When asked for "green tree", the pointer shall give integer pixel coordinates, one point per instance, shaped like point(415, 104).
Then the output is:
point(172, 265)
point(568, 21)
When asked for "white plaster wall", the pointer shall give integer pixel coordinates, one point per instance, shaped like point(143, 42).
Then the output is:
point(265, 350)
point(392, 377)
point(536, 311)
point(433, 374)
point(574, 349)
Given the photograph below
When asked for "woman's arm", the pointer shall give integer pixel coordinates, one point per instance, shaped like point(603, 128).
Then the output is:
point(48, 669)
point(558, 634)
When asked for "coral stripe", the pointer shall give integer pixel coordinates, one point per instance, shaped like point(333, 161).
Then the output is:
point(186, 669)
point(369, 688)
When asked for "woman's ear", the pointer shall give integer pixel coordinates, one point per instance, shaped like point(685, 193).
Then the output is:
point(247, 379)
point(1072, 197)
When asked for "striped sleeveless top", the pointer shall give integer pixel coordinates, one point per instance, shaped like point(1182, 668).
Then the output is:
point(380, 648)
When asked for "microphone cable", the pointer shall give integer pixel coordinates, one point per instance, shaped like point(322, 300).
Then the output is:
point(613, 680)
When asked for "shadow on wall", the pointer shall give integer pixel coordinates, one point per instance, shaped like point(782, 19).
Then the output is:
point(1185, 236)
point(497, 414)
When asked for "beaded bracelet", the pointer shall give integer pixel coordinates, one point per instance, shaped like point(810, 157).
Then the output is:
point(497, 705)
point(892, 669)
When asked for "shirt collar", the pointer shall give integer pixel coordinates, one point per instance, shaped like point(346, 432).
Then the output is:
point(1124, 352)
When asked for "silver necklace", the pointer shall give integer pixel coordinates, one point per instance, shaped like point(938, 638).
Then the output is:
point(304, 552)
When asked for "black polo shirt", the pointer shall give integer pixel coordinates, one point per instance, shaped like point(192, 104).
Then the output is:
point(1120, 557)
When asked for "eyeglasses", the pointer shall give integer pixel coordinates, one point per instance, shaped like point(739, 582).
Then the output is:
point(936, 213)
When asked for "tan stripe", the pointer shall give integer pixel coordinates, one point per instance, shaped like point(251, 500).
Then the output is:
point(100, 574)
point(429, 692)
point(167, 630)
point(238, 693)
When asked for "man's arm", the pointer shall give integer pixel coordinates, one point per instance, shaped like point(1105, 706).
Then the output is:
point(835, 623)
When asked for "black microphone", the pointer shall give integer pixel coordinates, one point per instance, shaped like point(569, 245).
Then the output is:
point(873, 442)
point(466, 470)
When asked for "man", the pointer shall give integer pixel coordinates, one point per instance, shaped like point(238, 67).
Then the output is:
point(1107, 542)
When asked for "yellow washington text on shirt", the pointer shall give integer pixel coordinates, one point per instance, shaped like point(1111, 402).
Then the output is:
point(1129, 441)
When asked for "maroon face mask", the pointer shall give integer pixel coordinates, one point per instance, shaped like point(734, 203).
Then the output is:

=-=-=

*Task objective*: Return all of the data above verbatim, keeping every line unchanged and in its original order.

*Final result*:
When asked for "green tree", the pointer shall give integer pixel coordinates, one point per instance, shaped like point(415, 104).
Then the output is:
point(172, 265)
point(568, 21)
When asked for "white plaster wall", the pointer shall give integer pixel coordinates, one point per instance, shaped like point(143, 42).
Then the output is:
point(265, 350)
point(392, 377)
point(536, 311)
point(433, 374)
point(574, 349)
Given the photograph below
When asked for "woman's arm", the pointer shall give integer pixel coordinates, one point per instance, shaped like point(603, 128).
Then the output is:
point(48, 669)
point(558, 634)
When asked for "coral stripe", the pointer shall give integer pixel coordinates, one point per instance, shaped like point(333, 161).
Then the output is:
point(186, 669)
point(369, 688)
When asked for "woman's ear", the pointer shall give integer pixel coordinates, one point per instance, shaped like point(685, 193).
Then the output is:
point(247, 379)
point(1072, 197)
When asked for "striped sleeveless top", the pointer shall give integer pixel coordinates, one point per instance, shaped like point(1182, 668).
Then the output is:
point(380, 648)
When asked for "microphone cable", the pointer shall give integer pixel coordinates, one point per instance, shaped like point(322, 300).
Then the output is:
point(613, 680)
When asked for "shadow on wall", the pointer shall give integer pixel coordinates, one point per instance, shaped like point(782, 19).
Then the output is:
point(1185, 236)
point(497, 414)
When asked for "beaded bracelet", the pointer shall give integer pixel coordinates, one point per instance, shaped like point(810, 157).
Then the output is:
point(497, 705)
point(892, 669)
When asked for "shirt collar", the pointer shall give integer pixel coordinates, one point per instance, shaped like point(346, 432).
Then the output is:
point(1124, 352)
When asked for "silver necklace", the pointer shall give integer pixel coordinates, one point per instance, shaped like point(938, 638).
Then the output is:
point(304, 552)
When asked for "black polo shirt", the pointer shall give integer pixel coordinates, one point per instance, shaped like point(192, 104).
Then the output is:
point(1120, 557)
When asked for "eyeglasses", the pointer shall give integer pixel coordinates, one point per instance, shaped like point(739, 582).
Then the output is:
point(936, 213)
When asked for "tan stripe", the pointer shall give integer pixel coordinates, one point per instance, shaped like point(251, 500).
Then the output is:
point(100, 574)
point(429, 692)
point(167, 630)
point(238, 693)
When asked for "man's arm", the pointer shall give integer pixel coordinates, one point per instance, shaped like point(1105, 706).
Then the output is:
point(835, 623)
When asked for "black microphone", the pointer shall give integer pixel coordinates, one point per instance, shaped like point(569, 245).
Then the output is:
point(873, 442)
point(466, 470)
When asked for "man", the pointer shall give integer pixel coordinates, one point per instance, shaped like point(238, 67).
Then the output is:
point(1107, 542)
When asked for "yellow washington text on shirt", the pointer shall give integer pixel coordinates, one point per instance, shaped like point(1111, 402).
Then the output is:
point(1129, 441)
When asked for "maroon face mask", the pointer shall give integer pixel coordinates, one point per instance, shaped like point(734, 203).
Then the output is:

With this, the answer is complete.